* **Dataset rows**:
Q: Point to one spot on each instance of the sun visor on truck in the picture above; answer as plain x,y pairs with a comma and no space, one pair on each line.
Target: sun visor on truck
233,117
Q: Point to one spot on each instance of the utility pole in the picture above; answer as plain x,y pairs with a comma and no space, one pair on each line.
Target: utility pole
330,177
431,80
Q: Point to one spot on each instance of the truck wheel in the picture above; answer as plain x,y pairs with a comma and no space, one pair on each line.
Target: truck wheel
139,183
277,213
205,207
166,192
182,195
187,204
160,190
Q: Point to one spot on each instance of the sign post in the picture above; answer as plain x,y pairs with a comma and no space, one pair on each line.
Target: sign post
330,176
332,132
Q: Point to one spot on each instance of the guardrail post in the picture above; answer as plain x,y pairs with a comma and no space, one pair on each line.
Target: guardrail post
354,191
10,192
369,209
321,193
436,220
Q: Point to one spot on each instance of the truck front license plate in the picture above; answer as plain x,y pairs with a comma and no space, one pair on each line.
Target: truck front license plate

* **Required work**: Turn every line of the items above into a Markdown table with two columns, "No." for the row number and "Line" for the line's text. Skip any blank lines.

* **Response below**:
| No. | Line |
|---|---|
| 1 | Q: Point to one spot on each instance of the sun visor on truck in the picture above; answer as plain x,y pairs with a comma and no space, one pair on each line. |
| 2 | Target: sun visor on truck |
| 3 | 233,117 |
| 4 | Q: Point to one spot on each instance of the utility pole in the picture above; answer as plain x,y pairs with a comma and no space, one pair on each line. |
| 5 | Target: utility pole |
| 6 | 330,177 |
| 7 | 431,80 |
| 8 | Q: Point to one spot on each instance of the truck wheel in the picture above; answer as plain x,y pairs with a comma and no space, one pair on each line. |
| 9 | Target: truck wheel |
| 10 | 139,183 |
| 11 | 277,213 |
| 12 | 205,207 |
| 13 | 166,192 |
| 14 | 182,195 |
| 15 | 187,204 |
| 16 | 160,190 |
| 17 | Q: Point to one spot on each instance of the sign post in the picture above; answer as plain x,y pairs with a comma and no space, one pair on each line. |
| 18 | Target: sign post |
| 19 | 330,176 |
| 20 | 332,132 |
| 21 | Q: Point to one spot on each instance of the guardrail post in the picture above; answer as plain x,y pairs with a comma and no space, one pair on each line. |
| 22 | Target: guardrail post |
| 23 | 354,191 |
| 24 | 10,192 |
| 25 | 369,209 |
| 26 | 321,193 |
| 27 | 436,220 |
| 28 | Q: Point to one spot on each instance of the truck front license plate in the picture above; answer as plain x,y pairs with a comma and no space, one pair on each line. |
| 29 | Target: truck front license plate |